▶ [QUOTED PASSAGE]

Background and importance In 2019, the National Health System (NHS) approved funding for the indication of pre-exposure prophylaxis (PreP) as an strategy to prevent human immunodeficiency virus (HIV) infection in high-risk populations. The hospital pharmacy (HP), together with the Sexually Transmitted Infection (STI) centre, has created an interdisciplinary circuit where these individuals are closely monitored.
Aim and objectives To characterise the user population of the HIV PrEP programme and assess the adequacy of the circuit, as well as the impact of the SARS-CoV-2 pandemic.
Material and methods Retrospective observational study of the PrEP programme from November 2019 to April 2021 carried out in the provincial STI treatment centre and the HP.
The following were assessed: compliance with inclusion criteria, adherence to treatment and causes of discontinuation, toxicity, acquisition of STIs and interactions. Also variations during confinement and degree of involvement by COVID.
Results 169 males, aged 39.6±10.0 (range 19–64) years, all met at least one inclusion criterion in the last year: 75.7% (n=128) men who have sex with men (MSM) with more than 10 different sexual partners, 71.6% (n=121) MSM anal sex without condoms, 17.1% (n=29) MSM drug use, 10.7% (n=18) MSM with multiple PreP, 74.0% (n=125) MSM with at least one STI and one engaged in prostitution.

▶ [WHAT IS REQUIRED] From the abstract on the HIV PrEP programme, extract the passage between "Material and methods" and "and the HP.", inclusive.

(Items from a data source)

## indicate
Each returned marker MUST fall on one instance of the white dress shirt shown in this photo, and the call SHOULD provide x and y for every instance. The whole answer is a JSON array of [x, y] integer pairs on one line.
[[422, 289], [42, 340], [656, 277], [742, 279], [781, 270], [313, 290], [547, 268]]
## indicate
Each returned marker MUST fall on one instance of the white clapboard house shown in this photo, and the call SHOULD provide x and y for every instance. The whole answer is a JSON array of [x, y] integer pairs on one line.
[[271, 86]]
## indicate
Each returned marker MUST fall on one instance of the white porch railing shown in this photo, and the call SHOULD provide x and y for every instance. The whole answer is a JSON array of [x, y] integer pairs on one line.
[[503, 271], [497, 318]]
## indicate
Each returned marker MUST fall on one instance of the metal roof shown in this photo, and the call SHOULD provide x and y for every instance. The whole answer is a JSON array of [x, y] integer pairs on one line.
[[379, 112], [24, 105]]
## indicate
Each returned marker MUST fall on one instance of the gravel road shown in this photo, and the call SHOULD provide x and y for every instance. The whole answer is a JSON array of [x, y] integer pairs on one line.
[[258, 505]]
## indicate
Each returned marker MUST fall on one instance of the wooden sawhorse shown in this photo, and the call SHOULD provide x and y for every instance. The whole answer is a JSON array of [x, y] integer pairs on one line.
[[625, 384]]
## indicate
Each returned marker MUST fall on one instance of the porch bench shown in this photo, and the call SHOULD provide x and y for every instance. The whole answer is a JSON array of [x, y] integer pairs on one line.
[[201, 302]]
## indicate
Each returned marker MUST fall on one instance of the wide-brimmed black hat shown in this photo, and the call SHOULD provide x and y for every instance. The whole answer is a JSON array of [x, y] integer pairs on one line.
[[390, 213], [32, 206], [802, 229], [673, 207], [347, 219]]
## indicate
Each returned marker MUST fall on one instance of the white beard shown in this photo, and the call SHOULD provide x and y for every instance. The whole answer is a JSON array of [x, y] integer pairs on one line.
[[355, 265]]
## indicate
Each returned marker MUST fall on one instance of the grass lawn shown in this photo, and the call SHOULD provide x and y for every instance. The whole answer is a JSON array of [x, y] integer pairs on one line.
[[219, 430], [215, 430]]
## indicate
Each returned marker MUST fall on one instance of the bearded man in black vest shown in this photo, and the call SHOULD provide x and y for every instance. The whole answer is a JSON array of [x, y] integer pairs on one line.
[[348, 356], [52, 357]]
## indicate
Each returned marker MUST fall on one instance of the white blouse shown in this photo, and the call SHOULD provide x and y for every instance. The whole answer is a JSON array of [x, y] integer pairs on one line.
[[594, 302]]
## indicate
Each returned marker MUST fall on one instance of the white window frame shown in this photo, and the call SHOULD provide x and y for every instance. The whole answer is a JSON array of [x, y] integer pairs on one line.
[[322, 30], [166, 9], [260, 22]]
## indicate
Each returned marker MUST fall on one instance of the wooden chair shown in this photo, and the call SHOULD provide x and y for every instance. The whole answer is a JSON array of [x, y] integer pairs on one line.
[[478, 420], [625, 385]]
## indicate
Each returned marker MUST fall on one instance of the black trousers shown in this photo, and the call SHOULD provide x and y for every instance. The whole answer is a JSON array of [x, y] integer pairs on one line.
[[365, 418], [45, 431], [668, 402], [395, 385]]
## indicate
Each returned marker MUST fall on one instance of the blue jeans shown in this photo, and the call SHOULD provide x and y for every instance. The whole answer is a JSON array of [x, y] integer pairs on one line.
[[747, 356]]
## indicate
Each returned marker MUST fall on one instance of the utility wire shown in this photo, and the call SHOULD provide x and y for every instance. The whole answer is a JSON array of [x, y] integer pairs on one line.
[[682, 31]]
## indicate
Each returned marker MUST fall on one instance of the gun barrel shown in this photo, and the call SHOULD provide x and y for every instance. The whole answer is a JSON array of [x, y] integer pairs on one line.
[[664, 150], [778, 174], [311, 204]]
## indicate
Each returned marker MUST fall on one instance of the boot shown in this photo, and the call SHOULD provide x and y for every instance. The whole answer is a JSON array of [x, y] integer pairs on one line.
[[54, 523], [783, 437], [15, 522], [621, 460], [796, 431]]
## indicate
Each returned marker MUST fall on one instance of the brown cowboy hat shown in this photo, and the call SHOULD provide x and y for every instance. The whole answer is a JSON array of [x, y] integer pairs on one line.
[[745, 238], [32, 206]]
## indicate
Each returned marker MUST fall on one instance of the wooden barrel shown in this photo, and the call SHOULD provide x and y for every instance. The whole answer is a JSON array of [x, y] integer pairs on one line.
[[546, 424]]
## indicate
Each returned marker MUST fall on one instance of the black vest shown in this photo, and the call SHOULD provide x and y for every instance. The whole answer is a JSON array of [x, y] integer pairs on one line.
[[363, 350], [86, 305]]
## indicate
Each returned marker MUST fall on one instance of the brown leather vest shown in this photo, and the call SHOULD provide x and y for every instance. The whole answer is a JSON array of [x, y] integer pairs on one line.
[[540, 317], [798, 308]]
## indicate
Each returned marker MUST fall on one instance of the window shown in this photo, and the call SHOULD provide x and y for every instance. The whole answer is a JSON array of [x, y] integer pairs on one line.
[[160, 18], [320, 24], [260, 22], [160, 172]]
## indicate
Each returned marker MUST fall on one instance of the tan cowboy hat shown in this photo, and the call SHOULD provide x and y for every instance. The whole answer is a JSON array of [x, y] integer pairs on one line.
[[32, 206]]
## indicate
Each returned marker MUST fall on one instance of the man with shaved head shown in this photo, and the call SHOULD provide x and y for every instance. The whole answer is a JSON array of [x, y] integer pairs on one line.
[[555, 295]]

▶ [ANSWER FOR THIS EXERCISE]
Material and methods Retrospective observational study of the PrEP programme from November 2019 to April 2021 carried out in the provincial STI treatment centre and the HP.